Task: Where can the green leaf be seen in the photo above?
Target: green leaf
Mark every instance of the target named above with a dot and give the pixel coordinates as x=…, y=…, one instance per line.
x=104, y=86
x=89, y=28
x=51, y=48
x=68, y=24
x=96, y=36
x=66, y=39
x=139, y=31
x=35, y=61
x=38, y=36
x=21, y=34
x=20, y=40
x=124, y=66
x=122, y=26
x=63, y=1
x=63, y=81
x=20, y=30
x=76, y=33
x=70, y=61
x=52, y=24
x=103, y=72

-.-.-

Switch "green leaf" to "yellow leaf" wherever it occurs in the listing, and write out the whole listing with everything else left as it is.

Correct output:
Task: Where can the yellow leaf be seen in the photo above?
Target: yellow leaf
Mark every instance of the target named above with a dot and give the pixel coordinates as x=…, y=…, one instance per line.
x=104, y=86
x=89, y=28
x=51, y=48
x=68, y=24
x=96, y=36
x=66, y=39
x=139, y=31
x=35, y=61
x=38, y=36
x=21, y=34
x=20, y=40
x=124, y=66
x=122, y=26
x=63, y=1
x=63, y=81
x=20, y=30
x=76, y=33
x=70, y=61
x=52, y=24
x=103, y=72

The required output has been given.